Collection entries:
====

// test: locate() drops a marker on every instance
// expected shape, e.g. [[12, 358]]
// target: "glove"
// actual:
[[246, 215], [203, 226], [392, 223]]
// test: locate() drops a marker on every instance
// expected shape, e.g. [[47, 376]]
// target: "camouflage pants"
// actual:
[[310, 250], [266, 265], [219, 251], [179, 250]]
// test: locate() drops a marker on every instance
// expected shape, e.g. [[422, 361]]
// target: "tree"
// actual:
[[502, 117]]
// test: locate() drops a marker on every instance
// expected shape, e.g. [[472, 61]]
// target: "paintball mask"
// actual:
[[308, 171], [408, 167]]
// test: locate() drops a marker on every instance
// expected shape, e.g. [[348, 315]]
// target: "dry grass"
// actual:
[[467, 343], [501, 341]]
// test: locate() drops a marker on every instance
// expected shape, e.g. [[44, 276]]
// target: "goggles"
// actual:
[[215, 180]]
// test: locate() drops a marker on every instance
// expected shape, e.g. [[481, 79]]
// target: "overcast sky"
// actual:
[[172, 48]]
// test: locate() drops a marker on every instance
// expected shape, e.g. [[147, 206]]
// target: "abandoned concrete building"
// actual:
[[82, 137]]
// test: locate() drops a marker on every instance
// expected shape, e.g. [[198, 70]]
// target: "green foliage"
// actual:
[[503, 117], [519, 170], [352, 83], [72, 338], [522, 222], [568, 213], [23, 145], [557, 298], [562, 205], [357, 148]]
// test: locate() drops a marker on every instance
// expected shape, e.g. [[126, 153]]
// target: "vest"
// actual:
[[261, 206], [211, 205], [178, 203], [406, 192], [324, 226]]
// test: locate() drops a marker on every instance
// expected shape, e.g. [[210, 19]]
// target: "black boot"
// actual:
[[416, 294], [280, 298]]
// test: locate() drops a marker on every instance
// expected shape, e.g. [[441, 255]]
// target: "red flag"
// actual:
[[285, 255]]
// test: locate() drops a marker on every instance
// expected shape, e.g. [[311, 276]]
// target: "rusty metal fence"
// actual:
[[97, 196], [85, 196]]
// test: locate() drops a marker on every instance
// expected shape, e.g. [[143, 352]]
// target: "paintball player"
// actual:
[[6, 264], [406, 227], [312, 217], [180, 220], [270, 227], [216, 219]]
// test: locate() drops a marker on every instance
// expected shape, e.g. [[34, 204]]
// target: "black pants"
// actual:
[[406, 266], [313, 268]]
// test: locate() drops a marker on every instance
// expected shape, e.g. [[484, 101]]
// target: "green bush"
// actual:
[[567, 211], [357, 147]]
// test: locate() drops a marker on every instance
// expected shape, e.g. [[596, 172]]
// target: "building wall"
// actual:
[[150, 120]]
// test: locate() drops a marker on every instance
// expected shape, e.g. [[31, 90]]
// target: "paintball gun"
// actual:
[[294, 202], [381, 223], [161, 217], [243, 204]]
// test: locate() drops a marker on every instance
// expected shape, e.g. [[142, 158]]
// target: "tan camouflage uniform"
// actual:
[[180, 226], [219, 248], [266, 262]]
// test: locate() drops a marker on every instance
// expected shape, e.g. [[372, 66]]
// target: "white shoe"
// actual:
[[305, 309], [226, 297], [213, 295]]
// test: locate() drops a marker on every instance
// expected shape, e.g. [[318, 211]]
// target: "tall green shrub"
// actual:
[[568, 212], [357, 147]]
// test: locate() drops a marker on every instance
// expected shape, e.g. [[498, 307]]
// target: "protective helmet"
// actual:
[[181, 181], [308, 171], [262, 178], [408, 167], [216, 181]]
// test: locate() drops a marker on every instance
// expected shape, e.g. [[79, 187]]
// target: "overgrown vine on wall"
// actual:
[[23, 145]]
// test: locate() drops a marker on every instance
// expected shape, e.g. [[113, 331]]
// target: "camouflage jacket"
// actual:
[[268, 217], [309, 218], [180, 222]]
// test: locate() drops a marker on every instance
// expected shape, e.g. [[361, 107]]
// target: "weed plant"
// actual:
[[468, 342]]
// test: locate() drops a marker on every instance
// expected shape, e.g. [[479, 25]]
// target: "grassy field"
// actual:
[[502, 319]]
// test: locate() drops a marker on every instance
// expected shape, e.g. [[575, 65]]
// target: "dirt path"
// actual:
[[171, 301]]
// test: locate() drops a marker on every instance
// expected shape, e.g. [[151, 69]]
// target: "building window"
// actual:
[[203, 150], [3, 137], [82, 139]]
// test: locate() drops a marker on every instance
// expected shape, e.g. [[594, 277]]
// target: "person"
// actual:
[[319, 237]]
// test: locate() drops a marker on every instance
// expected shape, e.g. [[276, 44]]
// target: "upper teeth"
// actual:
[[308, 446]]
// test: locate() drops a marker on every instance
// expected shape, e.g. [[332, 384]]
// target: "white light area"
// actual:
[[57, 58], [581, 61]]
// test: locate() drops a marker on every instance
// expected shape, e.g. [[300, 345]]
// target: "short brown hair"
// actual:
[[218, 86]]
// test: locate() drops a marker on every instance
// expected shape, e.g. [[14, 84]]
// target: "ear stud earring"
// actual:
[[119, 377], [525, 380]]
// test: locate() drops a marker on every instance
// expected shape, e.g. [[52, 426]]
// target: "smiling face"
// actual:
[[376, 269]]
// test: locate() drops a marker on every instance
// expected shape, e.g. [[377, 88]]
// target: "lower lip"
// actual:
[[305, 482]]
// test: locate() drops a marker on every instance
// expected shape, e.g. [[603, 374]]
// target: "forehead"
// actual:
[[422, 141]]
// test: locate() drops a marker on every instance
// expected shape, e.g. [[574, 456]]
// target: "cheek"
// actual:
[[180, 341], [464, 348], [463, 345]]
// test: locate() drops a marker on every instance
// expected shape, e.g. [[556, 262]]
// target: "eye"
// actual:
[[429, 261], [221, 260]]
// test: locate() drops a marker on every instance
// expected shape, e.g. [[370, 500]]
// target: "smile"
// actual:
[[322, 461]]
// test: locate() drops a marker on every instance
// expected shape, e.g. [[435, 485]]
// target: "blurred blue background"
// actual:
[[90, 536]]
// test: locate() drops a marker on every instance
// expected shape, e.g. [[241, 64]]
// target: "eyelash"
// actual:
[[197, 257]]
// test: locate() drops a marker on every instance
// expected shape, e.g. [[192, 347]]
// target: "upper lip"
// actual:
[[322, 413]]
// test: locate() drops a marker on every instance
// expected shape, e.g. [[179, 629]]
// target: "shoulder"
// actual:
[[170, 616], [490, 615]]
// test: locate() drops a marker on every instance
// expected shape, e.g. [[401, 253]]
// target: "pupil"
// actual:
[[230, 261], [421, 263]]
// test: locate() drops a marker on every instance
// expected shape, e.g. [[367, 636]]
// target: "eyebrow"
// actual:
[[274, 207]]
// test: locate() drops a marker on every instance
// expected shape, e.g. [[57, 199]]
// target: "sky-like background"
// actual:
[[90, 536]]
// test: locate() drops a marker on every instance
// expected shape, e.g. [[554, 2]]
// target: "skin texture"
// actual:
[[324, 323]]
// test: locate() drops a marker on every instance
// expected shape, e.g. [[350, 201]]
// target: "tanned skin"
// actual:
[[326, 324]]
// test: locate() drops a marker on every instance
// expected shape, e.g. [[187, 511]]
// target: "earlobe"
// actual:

====

WHAT YOU ARE ASKED TO DO: Look above and return each line of the records exactly, from the very first through the line with "e.g. [[422, 361]]", both included.

SOLUTION FOR THIS EXERCISE:
// test: locate() drops a marker on every instance
// expected shape, e.g. [[12, 358]]
// target: "glove"
// actual:
[[246, 215], [203, 226], [392, 223]]
// test: locate() drops a marker on every instance
// expected shape, e.g. [[47, 376]]
// target: "camouflage pants"
// actual:
[[310, 250], [266, 265], [219, 251], [179, 250]]
// test: locate() drops a marker on every instance
// expected shape, e.g. [[422, 361]]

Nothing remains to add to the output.